Objective ->
Repeat exactly, and only, the lines from the one containing "Could you point at the hooded" through the end of the records.

Object location annotation data ->
************

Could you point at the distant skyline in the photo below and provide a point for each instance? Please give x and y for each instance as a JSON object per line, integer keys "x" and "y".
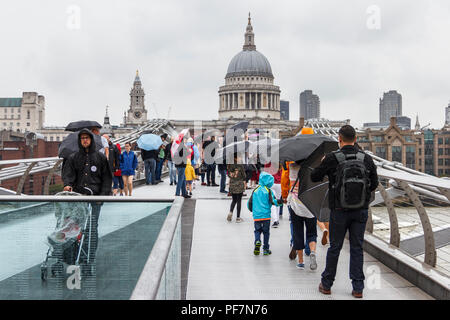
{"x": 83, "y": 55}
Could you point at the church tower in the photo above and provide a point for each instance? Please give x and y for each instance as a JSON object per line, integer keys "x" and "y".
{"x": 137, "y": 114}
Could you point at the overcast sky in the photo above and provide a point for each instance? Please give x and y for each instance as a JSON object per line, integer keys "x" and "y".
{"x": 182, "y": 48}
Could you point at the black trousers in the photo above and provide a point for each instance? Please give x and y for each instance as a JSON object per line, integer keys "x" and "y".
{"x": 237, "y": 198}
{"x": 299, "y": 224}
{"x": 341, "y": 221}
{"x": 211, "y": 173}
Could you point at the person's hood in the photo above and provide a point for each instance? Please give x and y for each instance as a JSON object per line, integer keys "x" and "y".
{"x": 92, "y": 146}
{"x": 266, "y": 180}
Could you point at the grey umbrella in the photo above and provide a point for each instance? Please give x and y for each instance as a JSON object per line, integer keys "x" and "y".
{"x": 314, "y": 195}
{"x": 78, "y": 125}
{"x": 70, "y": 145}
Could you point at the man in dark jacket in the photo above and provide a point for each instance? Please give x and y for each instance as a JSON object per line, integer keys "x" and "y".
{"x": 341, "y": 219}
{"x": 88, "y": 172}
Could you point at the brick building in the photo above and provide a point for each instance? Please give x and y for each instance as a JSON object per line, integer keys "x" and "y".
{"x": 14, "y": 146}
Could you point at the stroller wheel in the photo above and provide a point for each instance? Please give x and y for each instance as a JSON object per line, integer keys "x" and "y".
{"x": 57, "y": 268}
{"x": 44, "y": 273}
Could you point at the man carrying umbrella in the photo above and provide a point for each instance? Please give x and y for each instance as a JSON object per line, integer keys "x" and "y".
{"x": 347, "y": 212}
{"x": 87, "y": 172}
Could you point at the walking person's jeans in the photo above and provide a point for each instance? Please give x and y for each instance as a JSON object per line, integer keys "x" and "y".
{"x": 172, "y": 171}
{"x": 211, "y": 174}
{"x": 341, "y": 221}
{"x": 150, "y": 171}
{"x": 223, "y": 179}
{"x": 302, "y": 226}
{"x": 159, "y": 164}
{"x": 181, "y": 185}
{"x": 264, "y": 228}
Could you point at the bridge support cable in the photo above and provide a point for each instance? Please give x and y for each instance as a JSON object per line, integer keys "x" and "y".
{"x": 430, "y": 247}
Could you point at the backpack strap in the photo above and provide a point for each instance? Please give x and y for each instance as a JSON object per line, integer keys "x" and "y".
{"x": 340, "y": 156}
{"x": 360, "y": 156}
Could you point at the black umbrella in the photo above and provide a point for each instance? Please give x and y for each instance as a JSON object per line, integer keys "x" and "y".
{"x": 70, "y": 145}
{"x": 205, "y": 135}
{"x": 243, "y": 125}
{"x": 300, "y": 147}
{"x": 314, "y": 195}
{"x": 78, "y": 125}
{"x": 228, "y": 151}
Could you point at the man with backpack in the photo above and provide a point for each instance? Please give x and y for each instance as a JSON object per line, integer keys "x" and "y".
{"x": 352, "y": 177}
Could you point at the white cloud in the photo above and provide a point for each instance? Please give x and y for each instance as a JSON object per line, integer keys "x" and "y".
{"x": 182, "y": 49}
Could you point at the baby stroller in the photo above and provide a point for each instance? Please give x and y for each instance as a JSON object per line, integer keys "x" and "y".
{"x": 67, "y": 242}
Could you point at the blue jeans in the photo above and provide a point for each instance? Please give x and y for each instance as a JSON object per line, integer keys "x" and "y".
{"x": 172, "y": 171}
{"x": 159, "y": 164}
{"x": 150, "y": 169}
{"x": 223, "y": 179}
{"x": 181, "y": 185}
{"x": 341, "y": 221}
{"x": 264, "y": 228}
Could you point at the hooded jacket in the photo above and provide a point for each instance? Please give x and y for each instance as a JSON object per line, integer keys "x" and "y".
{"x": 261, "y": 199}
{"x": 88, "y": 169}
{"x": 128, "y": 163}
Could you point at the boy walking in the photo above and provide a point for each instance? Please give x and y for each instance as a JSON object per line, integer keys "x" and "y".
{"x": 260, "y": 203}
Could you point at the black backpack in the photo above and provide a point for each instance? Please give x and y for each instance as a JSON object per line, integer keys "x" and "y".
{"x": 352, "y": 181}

************

Response ->
Could you point at the hooded jacket in the photo above and provide a point for each instance? Please give x and y for each instance as a JSON object per line, integer keys "x" and "y".
{"x": 261, "y": 199}
{"x": 88, "y": 169}
{"x": 128, "y": 163}
Could you point at the boy walking in the photo above and provide a point for each instance? Please give x and y for each instance as a JSON object per line, integer keys "x" and "y".
{"x": 260, "y": 203}
Could you point at the black backpack in the photo above and provide a point for each instance? Please give x and y for each instance as a JSON object per line, integer keys "x" and "y".
{"x": 352, "y": 181}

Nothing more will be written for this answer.